YAMADA
天童荒太さんの見た光。
対話するように書いた物語。

少年時代


天童 小さい頃、漫画を好きだった人なら、
当然、誰でもするんでしょうけど、
漫画の登場人物を使って
別の物語を考えたりすることは、
ぼくもけっこうしていました。

前に、坂本龍一さんとの対談でも
言ったんですが、ぼくは
妄想するのがすごく好きな子どもだったんです。

もちろん、その手の妄想なら、
誰もがすることだから、それが確実に
今の表現に結びついてきたとは言えないですけどね。
「目覚め」みたいなものがあるとすると、
そういうものかもしれません。

もうすこし大きくなってからは……
兄たちや友人たちと一緒に映画に行くわけです。

別に変わったところなく、ふつうに
『ゴジラ』や『ガメラ』を観たり、
東映まんが祭りに行ったり。

父の仕事の関係で、
無料招待券をときどきもらえていたので、
それでも同世代の友人よりは、比較的多めに、
映画は観てたろうとは思うけれど、といって、
映画づけのようなことではまったくなく、
基本的には外で遊ぶほうが好きでしたね。

おそらく、しばらくは、ハリウッド的な、
「起承転結があってハッピーエンド」
という作品ばかりを観ていたのでしょうが、
小学校五年生や六年生ごろに、
兄が観ていたので一緒にテレビで観た
『大脱走』は、それまで観ていたものとは
違っていて、ものすごく新鮮でした。

ともかくヒーローが一人じゃないのに驚いた。
視点もどんどん変わる。
それぞれの登場人物には背景があって、
いい面もあれば悪い面もあるし、
必ずしも立派なやつが逃げ切れるわけでもなく、
ビビリのやつが最後まで逃げきれたり……。

小学生の現実ってけっこう厳しくて、
勉強のできる奴は教師にほめられ、
スポーツのできる奴は友人たちに一目置かれる。
けっこうヒーロー優遇の世界なんですよね。
でもこの映画は、だめな奴もちゃんと救ってゆく。

課題:
天童荒太さんの少年時代の話を、最後の一文の後から続けて書いてもらえますか？ この後の行は、天童荒太さんの少年時代の話とは関係がありません。

表示データ:
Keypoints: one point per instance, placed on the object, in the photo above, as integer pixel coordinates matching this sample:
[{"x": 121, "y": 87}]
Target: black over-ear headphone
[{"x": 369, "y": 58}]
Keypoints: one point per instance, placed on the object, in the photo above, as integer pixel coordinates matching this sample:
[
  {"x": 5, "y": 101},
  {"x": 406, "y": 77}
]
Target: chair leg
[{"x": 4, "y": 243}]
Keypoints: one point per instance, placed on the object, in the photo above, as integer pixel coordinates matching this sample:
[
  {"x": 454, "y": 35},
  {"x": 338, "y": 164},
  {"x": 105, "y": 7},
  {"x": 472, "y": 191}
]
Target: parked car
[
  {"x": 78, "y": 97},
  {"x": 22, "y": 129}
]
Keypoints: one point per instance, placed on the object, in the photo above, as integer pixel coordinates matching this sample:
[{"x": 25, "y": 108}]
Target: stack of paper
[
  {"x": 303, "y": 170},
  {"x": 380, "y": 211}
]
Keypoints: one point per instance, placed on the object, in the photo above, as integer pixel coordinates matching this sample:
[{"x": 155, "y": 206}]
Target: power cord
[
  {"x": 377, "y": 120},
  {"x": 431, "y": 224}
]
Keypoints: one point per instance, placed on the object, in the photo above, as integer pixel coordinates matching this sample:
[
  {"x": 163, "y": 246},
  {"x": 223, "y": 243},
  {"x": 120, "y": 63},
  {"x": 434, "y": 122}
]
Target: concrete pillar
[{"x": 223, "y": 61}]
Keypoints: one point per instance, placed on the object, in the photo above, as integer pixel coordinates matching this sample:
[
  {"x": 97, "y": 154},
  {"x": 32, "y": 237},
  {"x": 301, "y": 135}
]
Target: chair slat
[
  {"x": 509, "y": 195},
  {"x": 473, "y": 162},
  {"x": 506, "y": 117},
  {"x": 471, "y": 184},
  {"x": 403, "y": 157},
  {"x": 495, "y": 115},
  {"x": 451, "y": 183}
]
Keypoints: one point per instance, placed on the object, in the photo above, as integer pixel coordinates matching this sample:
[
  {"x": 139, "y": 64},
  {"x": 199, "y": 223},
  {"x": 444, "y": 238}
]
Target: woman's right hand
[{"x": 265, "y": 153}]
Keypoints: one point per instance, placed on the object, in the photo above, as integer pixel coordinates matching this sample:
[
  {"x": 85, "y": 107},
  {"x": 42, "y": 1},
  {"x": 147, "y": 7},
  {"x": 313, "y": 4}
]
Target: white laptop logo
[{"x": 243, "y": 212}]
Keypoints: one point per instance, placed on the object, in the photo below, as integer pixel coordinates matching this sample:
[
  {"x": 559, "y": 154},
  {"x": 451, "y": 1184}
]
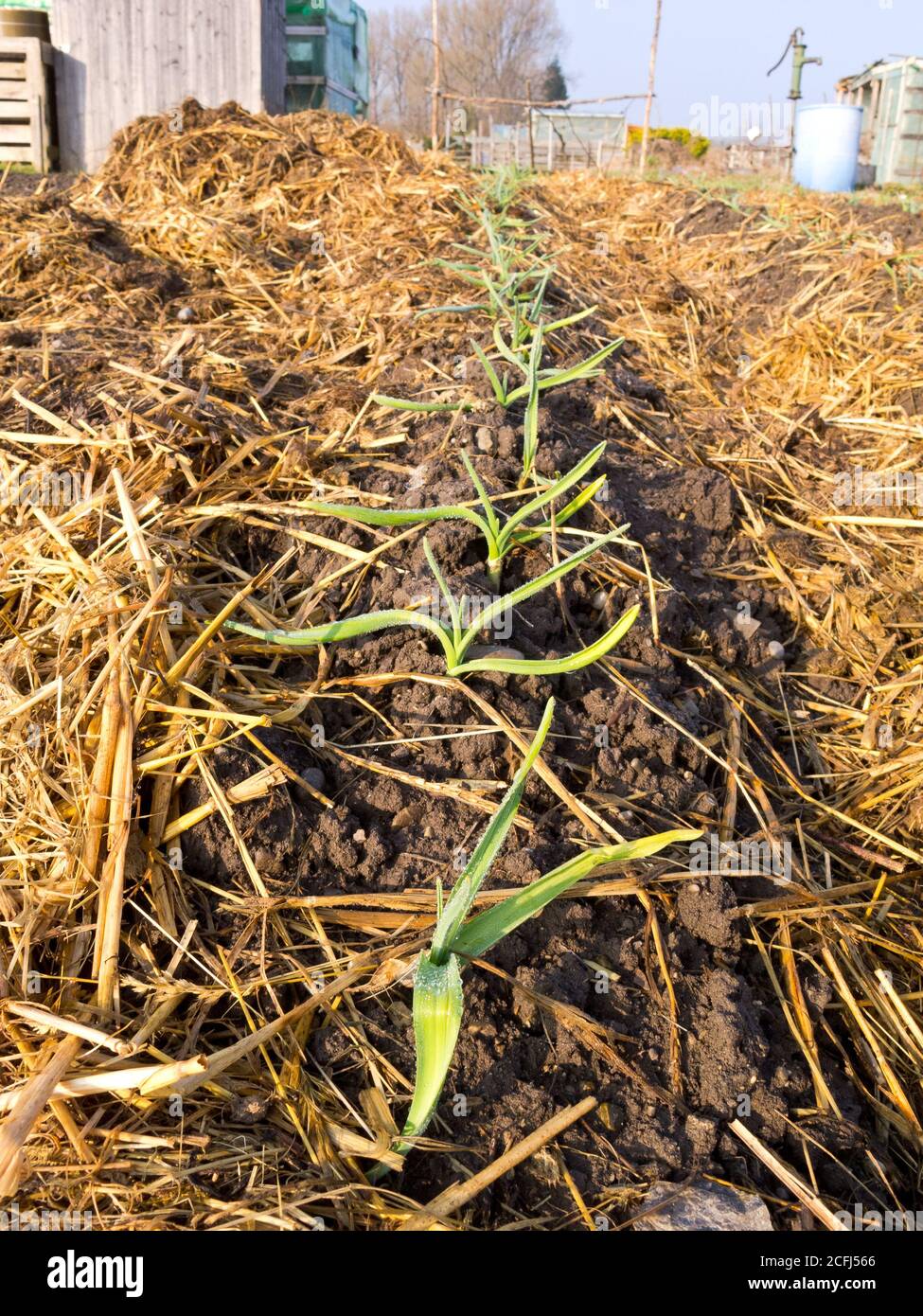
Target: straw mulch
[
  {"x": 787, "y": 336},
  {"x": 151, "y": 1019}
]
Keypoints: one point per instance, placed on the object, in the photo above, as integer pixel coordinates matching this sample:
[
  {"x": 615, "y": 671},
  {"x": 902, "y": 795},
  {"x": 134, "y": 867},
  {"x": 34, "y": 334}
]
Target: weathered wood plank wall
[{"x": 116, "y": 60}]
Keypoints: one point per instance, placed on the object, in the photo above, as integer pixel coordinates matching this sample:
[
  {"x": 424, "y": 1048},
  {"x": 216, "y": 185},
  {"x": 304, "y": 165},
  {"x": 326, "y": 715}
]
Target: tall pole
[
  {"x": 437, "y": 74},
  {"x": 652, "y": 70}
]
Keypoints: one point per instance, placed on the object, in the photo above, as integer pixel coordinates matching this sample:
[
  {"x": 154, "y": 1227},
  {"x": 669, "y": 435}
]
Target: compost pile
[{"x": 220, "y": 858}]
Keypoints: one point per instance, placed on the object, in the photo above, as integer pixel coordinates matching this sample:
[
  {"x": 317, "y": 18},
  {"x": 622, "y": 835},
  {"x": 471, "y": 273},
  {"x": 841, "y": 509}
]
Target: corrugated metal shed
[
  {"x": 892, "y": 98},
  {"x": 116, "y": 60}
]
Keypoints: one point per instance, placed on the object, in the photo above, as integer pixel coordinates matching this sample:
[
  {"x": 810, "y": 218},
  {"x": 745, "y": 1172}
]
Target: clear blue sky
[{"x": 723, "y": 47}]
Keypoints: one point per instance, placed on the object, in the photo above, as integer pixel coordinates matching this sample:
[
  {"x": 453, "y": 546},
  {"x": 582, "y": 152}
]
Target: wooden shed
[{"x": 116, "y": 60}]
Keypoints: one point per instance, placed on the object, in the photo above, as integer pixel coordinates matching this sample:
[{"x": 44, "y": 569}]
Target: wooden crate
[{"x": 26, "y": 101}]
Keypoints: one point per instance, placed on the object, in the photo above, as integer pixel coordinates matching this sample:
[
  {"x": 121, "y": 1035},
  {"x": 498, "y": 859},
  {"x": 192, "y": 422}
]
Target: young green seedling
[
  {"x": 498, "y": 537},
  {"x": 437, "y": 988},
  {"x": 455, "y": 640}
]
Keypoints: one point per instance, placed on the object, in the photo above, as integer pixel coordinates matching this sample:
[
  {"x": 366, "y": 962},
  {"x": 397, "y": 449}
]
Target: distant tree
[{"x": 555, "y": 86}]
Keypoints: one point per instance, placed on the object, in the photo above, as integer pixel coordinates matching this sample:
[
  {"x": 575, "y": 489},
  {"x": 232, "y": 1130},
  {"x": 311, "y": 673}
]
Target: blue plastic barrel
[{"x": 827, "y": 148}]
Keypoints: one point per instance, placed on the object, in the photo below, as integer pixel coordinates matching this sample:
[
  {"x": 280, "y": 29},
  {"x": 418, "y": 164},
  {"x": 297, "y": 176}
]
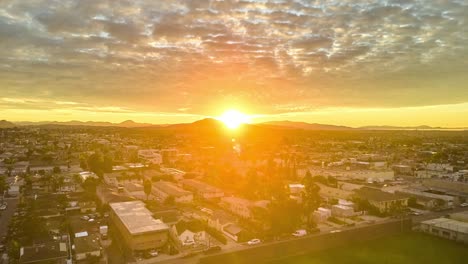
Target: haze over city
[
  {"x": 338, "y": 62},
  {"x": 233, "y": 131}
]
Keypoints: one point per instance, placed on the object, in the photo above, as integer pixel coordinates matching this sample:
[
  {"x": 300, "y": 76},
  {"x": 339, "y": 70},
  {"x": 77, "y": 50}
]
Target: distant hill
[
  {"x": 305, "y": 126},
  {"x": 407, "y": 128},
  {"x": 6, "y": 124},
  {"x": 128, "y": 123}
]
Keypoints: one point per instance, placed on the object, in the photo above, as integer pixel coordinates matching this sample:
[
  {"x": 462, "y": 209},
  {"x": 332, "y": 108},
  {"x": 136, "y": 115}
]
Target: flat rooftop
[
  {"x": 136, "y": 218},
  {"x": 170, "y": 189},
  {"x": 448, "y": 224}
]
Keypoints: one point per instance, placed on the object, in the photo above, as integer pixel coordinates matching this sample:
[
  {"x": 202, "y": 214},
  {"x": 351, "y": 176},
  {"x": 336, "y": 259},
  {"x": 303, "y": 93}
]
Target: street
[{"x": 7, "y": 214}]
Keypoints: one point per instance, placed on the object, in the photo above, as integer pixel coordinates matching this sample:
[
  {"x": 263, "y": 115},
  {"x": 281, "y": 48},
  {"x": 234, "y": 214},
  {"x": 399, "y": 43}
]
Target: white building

==

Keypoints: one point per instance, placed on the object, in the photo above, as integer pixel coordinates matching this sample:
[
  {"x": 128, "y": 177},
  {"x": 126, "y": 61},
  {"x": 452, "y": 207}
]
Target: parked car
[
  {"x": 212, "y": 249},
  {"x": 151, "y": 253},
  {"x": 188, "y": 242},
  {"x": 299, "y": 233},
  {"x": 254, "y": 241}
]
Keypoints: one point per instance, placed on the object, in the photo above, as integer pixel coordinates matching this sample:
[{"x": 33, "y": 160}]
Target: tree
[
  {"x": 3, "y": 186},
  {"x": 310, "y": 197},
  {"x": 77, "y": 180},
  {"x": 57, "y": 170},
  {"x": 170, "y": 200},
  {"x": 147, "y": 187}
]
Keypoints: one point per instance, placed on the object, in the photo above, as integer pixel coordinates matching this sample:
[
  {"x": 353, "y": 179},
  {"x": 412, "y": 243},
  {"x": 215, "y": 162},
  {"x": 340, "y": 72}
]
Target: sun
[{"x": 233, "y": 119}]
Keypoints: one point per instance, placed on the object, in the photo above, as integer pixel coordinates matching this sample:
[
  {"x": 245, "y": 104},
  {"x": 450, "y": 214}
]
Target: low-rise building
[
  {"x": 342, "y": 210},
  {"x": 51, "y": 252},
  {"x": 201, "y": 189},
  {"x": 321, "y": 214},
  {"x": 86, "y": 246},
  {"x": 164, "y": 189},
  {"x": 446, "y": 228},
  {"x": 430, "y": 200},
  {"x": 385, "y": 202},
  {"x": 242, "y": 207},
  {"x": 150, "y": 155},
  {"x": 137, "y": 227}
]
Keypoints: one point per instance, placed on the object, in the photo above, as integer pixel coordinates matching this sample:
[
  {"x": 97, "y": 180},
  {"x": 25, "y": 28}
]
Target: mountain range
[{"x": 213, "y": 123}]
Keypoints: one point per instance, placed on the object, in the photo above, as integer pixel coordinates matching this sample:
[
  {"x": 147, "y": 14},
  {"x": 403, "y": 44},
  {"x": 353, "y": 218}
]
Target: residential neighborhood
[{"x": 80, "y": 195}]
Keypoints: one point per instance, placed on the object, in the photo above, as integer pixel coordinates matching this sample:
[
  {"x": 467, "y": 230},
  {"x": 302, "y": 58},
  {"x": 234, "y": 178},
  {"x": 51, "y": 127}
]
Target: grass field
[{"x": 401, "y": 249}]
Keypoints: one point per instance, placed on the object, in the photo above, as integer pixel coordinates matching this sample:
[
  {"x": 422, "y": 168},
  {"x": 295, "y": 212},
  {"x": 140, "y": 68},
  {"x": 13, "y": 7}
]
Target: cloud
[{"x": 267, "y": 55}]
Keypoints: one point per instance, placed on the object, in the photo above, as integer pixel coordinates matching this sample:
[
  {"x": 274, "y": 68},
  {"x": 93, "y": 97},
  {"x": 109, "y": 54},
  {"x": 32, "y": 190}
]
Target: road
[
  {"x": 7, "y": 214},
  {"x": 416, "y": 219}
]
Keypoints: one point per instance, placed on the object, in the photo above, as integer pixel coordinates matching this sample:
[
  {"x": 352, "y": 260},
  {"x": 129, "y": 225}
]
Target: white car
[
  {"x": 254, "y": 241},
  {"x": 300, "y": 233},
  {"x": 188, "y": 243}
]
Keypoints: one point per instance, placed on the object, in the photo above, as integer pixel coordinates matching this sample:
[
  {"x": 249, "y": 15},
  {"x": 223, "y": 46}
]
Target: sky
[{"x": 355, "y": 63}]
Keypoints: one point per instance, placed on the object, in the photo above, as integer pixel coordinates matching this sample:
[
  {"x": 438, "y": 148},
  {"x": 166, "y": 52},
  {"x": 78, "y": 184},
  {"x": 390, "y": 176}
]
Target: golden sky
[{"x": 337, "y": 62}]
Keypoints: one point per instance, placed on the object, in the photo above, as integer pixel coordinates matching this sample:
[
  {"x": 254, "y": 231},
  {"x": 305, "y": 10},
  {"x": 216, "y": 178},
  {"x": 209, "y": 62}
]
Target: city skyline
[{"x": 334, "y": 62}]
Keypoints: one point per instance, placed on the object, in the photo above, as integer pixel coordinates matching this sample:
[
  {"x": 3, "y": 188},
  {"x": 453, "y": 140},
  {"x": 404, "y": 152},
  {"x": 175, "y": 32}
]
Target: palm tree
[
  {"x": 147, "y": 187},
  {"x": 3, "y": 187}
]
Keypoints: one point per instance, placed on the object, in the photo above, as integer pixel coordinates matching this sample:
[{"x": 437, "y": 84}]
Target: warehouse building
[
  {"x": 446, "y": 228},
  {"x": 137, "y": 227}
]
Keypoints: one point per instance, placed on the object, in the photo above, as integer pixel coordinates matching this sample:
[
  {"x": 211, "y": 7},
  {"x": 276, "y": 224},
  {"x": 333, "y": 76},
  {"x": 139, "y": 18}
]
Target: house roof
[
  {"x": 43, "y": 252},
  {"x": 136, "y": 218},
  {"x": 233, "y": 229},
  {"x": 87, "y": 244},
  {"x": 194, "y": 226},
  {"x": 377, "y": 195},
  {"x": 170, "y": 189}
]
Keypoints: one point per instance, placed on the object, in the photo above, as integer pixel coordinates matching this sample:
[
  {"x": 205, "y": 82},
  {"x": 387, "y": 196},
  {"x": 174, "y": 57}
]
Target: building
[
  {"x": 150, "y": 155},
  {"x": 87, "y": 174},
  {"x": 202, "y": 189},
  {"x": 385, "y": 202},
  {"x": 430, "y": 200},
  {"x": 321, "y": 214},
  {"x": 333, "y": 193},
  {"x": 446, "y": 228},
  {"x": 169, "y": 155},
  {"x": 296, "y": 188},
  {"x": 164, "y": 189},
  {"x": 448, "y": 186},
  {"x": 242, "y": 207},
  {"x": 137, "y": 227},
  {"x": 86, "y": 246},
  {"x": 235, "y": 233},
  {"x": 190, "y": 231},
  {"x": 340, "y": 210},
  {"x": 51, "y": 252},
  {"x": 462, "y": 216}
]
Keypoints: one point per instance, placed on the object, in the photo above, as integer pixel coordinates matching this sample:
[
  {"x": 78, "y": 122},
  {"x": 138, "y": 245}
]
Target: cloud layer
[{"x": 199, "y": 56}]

解答:
きっとそれもあって
おもしろかったんじゃないかな、
ツボにはまったというか。
いま思えばだけど。
自分自身、大した特徴もない子どもだったから。

これ以後ですよ、
意識して映画にハマっていったのは。

以後、小学校高学年から中学にかけては、
漫画と映画と野球の日々でしたね。
ぼくがあんまり映画ばかり観ているもんだから、
友だちには、
「評論家になるんだろう」と言われていました。
まぁ、誰も創作者になるなんて思っていない、
自分自身も含めてね。
そのぐらいのレベルですよ、中学生ですし。

「評論家なんて、
 食えないらしいから、ダメだよ」
そういうことを、松山弁で話してたのは覚えてる。
相手は幼なじみで、いまもつきあいがある。
彼とはけっこう映画を一緒に行ったというか、
つきあわせてましたからね。
映画のポスターや看板を一緒に盗んだり……。

住んでいるところから
ずっと上の山のほうにあがっていくと、
温泉を中心にした
大型のレジャー施設があったんです。

いまは少しさびれてしまったけれど、
ぼくが子どもの頃は、
動物園も遊園地もホテルも
映画館も四つぐらいスクリーンがあって
すごい人気だった。

人気が陰って動物園や遊園地がなくなってからも
映画館は残っていて、ともかく
その温泉レジャーセンターみたいなところに行けば、
当時の映画が一度にいっぱい観れたんです。

その施設のタダ券がよく手に入ってたのと、
もう時効だと思うけど、敷地が広いので、
こっそり中に入れる場所があったんですよ。
だから、休みの日はもちろん、
学校が終わってからでも
自転車で山の上へと必死にのぼっていって、
終映までずっと映画を観るという。

ぼくが育ったのは愛媛の松山で、
東京や大阪に比べたら
ちいさな都市(まち)ではあるんですけど、
道後温泉もあるし、四国のなかでは、一応いちばん
大きい繁華街もあるように言われてました。

だからか、名画座もあったんですね、一軒だけど。

映画を好きになるほど、どんどん観たくなるし、
そうなると、ふだん観ないようなものも
観るようになるし……だから当然、
名画座に通いつめるようになって、
古典的な名作や秀作、ときには
珍品と言われるようなものも含め、
多様な作品を毎週のように観るようになりました。

この名画座での体験も、
今思うと、大きかったなぁと思います。
授業が何かの行事で早く終わったりとか、
雨でクラブ活動が流れたとか、
わずかでも時間ができたときには、
必ず行って三本立てのうち、
一本でも二本でも観ていたから……。

中学の頃は、
ぼくは野球部に入ったんですけど、
そんな風ですから、
うまくなるはずがないんです(笑)。

当時のキャプテンはぼくの親友で、
才能のある本当にうまいヤツだった。
もともとぼくより格段にうまいのに、
たとえば夜中、テスト勉強とかに疲れて、
十分ぐらい休憩をとるとき、
「おまえ、素振りとかやってんじゃないの」
って冷やかし半分で聞いてみると、やっぱり
「うん、やってるよ」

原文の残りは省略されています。